[A run of records]
--

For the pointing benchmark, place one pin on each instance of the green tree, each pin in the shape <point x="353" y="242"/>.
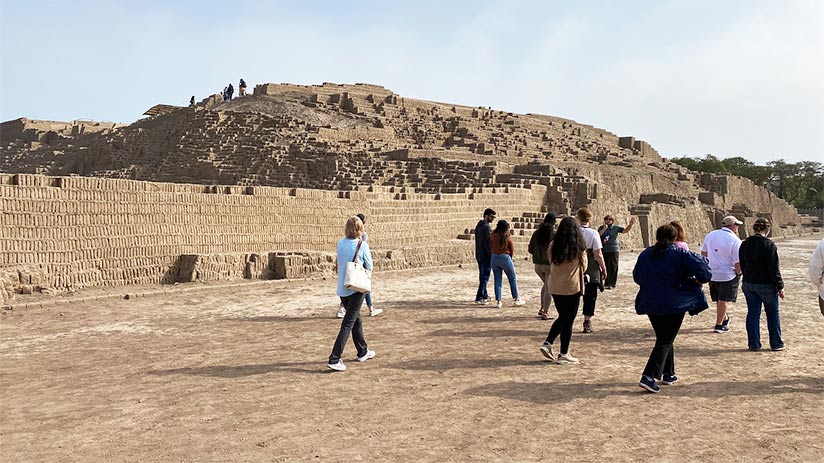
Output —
<point x="801" y="184"/>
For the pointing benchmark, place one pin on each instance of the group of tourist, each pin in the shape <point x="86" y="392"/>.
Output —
<point x="229" y="91"/>
<point x="575" y="262"/>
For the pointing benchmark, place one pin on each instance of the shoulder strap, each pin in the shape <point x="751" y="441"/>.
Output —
<point x="355" y="259"/>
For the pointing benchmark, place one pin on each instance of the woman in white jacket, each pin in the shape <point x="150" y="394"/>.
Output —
<point x="817" y="272"/>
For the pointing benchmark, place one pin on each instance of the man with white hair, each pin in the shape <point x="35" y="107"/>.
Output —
<point x="817" y="272"/>
<point x="721" y="248"/>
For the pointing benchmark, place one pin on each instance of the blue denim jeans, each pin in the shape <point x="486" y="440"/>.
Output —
<point x="484" y="268"/>
<point x="757" y="294"/>
<point x="503" y="263"/>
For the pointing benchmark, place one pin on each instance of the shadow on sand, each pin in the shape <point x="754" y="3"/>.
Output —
<point x="239" y="371"/>
<point x="547" y="393"/>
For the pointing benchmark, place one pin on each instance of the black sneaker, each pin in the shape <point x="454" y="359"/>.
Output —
<point x="649" y="384"/>
<point x="669" y="379"/>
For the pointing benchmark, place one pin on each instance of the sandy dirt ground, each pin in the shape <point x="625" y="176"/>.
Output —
<point x="238" y="374"/>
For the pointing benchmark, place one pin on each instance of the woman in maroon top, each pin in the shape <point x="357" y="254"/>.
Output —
<point x="502" y="252"/>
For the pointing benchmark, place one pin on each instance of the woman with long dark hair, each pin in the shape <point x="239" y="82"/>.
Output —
<point x="568" y="264"/>
<point x="680" y="236"/>
<point x="538" y="244"/>
<point x="670" y="279"/>
<point x="502" y="251"/>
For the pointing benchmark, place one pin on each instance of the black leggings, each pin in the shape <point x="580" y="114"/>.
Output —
<point x="590" y="296"/>
<point x="351" y="324"/>
<point x="662" y="358"/>
<point x="567" y="307"/>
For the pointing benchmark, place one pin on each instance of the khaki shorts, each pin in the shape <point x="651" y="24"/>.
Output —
<point x="725" y="290"/>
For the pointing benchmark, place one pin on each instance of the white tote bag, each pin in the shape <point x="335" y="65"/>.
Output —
<point x="357" y="277"/>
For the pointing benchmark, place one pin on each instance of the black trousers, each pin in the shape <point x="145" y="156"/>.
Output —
<point x="590" y="296"/>
<point x="662" y="358"/>
<point x="611" y="261"/>
<point x="567" y="307"/>
<point x="351" y="323"/>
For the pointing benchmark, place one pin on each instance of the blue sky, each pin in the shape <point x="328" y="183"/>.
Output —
<point x="732" y="78"/>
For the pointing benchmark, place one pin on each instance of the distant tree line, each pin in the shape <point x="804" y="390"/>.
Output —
<point x="799" y="183"/>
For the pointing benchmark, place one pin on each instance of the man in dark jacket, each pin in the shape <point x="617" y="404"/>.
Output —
<point x="762" y="285"/>
<point x="483" y="254"/>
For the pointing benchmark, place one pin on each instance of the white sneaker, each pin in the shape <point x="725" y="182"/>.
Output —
<point x="564" y="359"/>
<point x="337" y="366"/>
<point x="546" y="349"/>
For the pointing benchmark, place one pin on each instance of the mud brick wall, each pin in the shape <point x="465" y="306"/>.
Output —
<point x="62" y="233"/>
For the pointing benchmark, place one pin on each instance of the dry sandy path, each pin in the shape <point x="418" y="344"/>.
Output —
<point x="238" y="374"/>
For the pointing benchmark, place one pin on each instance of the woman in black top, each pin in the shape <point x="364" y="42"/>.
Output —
<point x="762" y="284"/>
<point x="538" y="244"/>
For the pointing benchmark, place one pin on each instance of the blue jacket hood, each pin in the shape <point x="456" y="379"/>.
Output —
<point x="670" y="281"/>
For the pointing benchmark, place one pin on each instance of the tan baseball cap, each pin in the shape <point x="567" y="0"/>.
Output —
<point x="730" y="220"/>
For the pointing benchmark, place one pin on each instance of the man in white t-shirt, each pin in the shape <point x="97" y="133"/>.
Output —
<point x="596" y="269"/>
<point x="721" y="249"/>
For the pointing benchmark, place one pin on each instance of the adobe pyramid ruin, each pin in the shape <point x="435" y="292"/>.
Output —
<point x="259" y="187"/>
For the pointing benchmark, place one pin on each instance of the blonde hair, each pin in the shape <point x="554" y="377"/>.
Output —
<point x="761" y="224"/>
<point x="583" y="214"/>
<point x="680" y="234"/>
<point x="354" y="227"/>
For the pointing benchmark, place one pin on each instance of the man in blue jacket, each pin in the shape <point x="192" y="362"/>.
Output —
<point x="483" y="254"/>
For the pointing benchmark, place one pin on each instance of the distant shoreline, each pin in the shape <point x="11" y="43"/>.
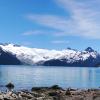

--

## [DESCRIPTION OF THE TASK]
Gather every line of the records above that contains the string "blue", and copy each one out in full.

## [FINAL ANSWER]
For the pointing benchmark, place one pin on each instance of the blue denim jeans, each pin in the shape <point x="486" y="440"/>.
For the pointing benchmark, place one pin on each instance of the blue sky, each pin in the shape <point x="328" y="183"/>.
For the pointing benchmark, place one pin on each instance of the blue jacket hood, each pin in the shape <point x="456" y="379"/>.
For the pointing benchmark, place one pin on each instance of the man in blue jacket, each pin in the shape <point x="192" y="362"/>.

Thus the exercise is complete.